▶ [What the task requires]: Would you repeat the listing exactly but omit every picture?

▶ [The data]:
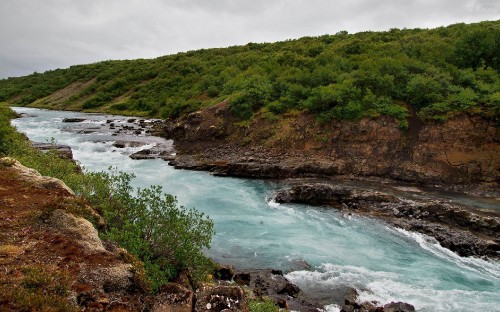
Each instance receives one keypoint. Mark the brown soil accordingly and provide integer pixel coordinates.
(29, 243)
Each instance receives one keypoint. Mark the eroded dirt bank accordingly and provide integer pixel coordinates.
(51, 258)
(461, 153)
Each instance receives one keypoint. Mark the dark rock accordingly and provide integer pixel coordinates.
(290, 290)
(73, 119)
(173, 297)
(277, 272)
(282, 304)
(64, 151)
(220, 298)
(242, 278)
(226, 273)
(399, 307)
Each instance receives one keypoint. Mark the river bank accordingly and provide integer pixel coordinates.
(254, 232)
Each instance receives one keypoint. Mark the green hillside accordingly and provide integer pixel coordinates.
(437, 73)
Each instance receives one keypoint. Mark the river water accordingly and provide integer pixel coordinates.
(383, 263)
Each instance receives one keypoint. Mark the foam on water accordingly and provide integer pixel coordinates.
(320, 248)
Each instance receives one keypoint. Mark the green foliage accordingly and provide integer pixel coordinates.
(479, 47)
(333, 76)
(424, 91)
(168, 238)
(264, 305)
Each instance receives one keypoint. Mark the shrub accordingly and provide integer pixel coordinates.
(264, 305)
(168, 238)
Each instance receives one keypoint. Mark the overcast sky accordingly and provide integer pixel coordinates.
(37, 35)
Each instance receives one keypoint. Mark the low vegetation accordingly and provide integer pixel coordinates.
(166, 237)
(436, 73)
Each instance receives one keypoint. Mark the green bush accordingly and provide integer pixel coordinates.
(264, 305)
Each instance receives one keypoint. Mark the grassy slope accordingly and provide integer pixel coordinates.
(438, 72)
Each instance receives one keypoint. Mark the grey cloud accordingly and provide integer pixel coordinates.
(40, 35)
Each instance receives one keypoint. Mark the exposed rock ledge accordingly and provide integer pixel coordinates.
(460, 230)
(43, 229)
(461, 153)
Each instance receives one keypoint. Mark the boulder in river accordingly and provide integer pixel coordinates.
(74, 119)
(64, 151)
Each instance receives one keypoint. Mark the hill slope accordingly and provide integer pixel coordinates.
(438, 73)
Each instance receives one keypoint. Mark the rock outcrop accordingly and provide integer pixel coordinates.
(456, 228)
(461, 151)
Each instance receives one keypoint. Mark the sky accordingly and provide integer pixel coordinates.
(40, 35)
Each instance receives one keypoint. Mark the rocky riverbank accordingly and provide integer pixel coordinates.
(51, 256)
(465, 232)
(460, 154)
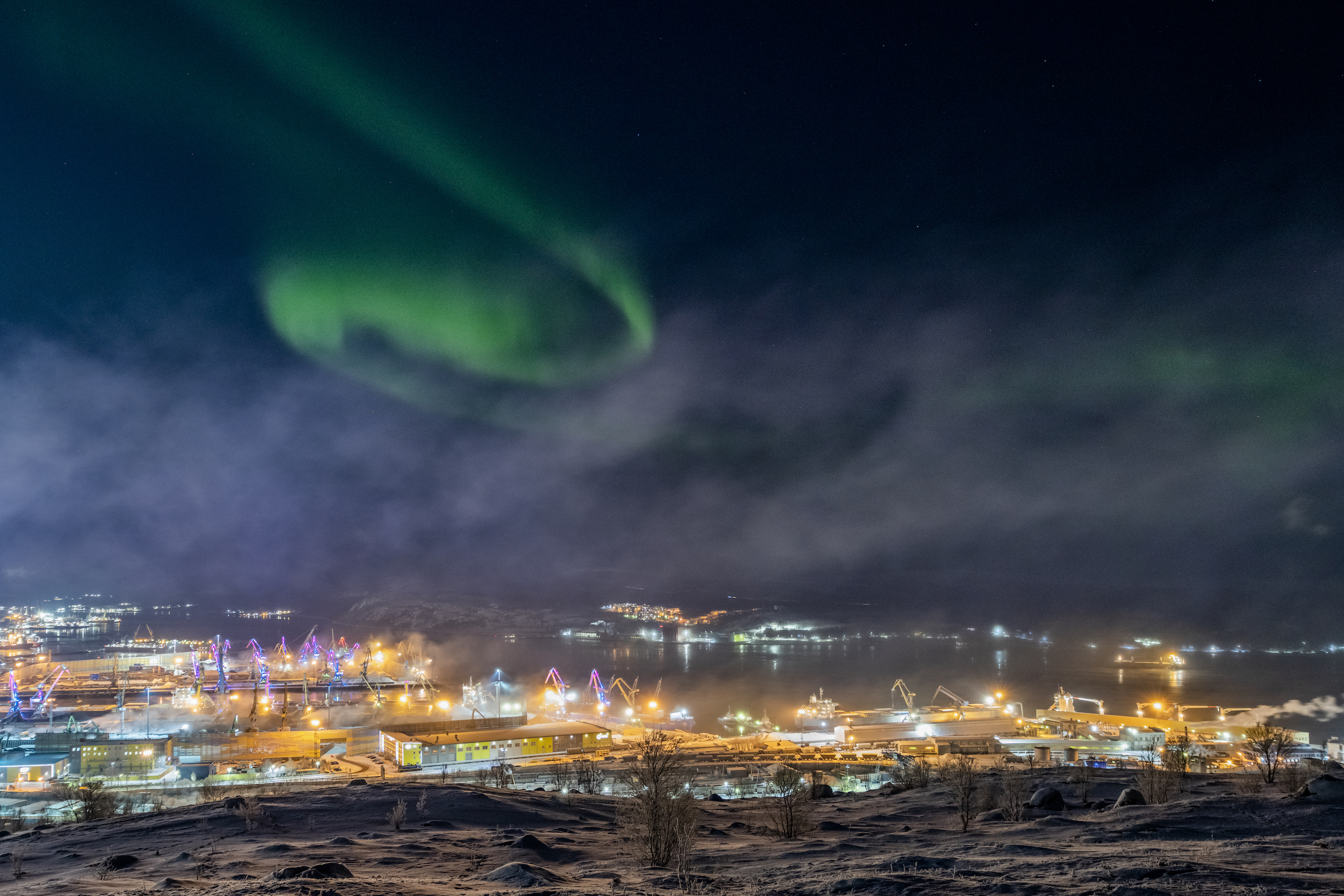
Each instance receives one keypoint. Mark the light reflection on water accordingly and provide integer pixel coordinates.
(779, 678)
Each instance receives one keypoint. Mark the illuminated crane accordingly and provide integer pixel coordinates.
(906, 693)
(627, 691)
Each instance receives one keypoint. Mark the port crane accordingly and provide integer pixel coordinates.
(956, 700)
(906, 693)
(377, 692)
(627, 691)
(600, 692)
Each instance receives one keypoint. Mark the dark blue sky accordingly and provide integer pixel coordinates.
(1018, 307)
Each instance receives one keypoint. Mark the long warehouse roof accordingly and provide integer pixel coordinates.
(519, 732)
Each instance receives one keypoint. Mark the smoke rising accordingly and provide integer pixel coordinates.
(1318, 708)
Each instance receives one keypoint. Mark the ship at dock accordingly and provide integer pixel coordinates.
(952, 717)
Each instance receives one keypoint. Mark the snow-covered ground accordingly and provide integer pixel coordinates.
(1209, 840)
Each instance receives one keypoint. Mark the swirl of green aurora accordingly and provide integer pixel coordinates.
(392, 249)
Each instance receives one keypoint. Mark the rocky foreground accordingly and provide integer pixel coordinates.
(479, 840)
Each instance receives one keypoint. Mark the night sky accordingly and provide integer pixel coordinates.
(973, 312)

▶ [Result of the task]:
Each instance receives one keypoint. Mark the brown soil accordingly and provide integer pixel coordinates.
(29, 243)
Each instance receives one keypoint. Mark the eroded dirt bank accordingly and provide integer pixel coordinates.
(51, 258)
(461, 153)
Each instance receives one keypoint. Mark the dark rock accordingly and provide integer pixel coordinates.
(290, 290)
(73, 119)
(173, 297)
(277, 272)
(282, 304)
(64, 151)
(220, 298)
(242, 278)
(226, 273)
(399, 307)
Each instance receives one keypoint. Mark the river bank accordingly and provide integer pixel coordinates.
(254, 232)
Each instance receives one keypoint. Mark the green hillside accordingly and provide integer pixel coordinates.
(437, 73)
Each instance receives one keypoint. Mark the river water accordingly and provide integer pixel coordinates.
(383, 263)
Each instance receives one keypoint. Mark the foam on water accordingly and provide integer pixel coordinates.
(320, 248)
Each instance receives one keypoint. Mark the green foliage accordingly and provide integer pixel coordinates.
(479, 47)
(333, 76)
(424, 91)
(168, 238)
(264, 305)
Each instance receives one keypoint. Mark the shrub accordingly and provide integer pixel coordinates.
(264, 305)
(168, 238)
Each instance receives one keypoint. Mark the overcast sky accordingly and provide integer pixel coordinates.
(37, 35)
Each instance receives one keypoint. Mark the low vegetation accordingly and provide integer pixel coordinates.
(166, 237)
(436, 73)
Each instance receives one keypoint. Mark the green bush accordingly and provide integer pixel coordinates.
(264, 305)
Each instance receives one keypoint. Mark the grassy slope accordingly and provide integer pixel coordinates.
(438, 72)
Each instance receives one keypoint. Mark the grey cloud accordingly and provide integer pixel coordinates.
(40, 35)
Each instance receives one keypoint. Mark the exposed rock ledge accordingly and provide integer pixel coordinates.
(460, 230)
(43, 229)
(461, 153)
Each instance receives one keypoint. Mark the boulder in river accordingly and provide integer pixel coordinates.
(74, 119)
(64, 151)
Each instance receives one keypoint. Mark the hill slope accordingly and provide integer pixel coordinates.
(438, 73)
Each instance receives one keypoint. Mark the rock outcrop accordingly and provide integer pixel coordinates.
(456, 228)
(461, 151)
Each instance receives one keypoint. Mark the sky accordingly and provide integer pixel coordinates.
(40, 35)
Each instance receives one keypoint. Mark the rocky riverbank accordingly and provide integer pixel coordinates.
(51, 256)
(465, 232)
(460, 154)
Each instance receives one keypoint. Mark the light reflection on water accordingly and provide integer pixel coordinates.
(779, 678)
Each instance receives one keypoint. Mark the illuminated crane accordingly and provide integer pixel coordinates.
(906, 693)
(627, 691)
Each instance receives one keypoint. Mark the port crane accordingly and provide integer pixel coordinates.
(956, 700)
(906, 693)
(377, 692)
(627, 691)
(600, 692)
Each instance receives one keypoint. Mark the dark blue sky accordingly and provide integer pixel coordinates.
(1018, 307)
Each instance receives one keypoint. Mark the long warehouse roof accordingly and provide integer pixel coordinates.
(519, 732)
Each instance receives one keypoint. Mark the smoke rising accordingly and provide integer pixel coordinates.
(1318, 708)
Each instance receives one keypoint. Mark the ship at dock accordingly and provide integer pixel coordinates.
(952, 717)
Each instance receives one keypoint. Mark the snow-covered ground accordingly and provide integer pixel coordinates.
(1209, 840)
Each instance receives one keypoint. Mark the swirl of green aurora accordingly and provide integer pixel coordinates.
(392, 249)
Each instance receives one keypoint. Mark the rocky foreground accordingly and provide integer pixel coordinates.
(479, 840)
Each instance receives one keypoint. Mark the night sky accordingly and provide integer pixel coordinates.
(973, 312)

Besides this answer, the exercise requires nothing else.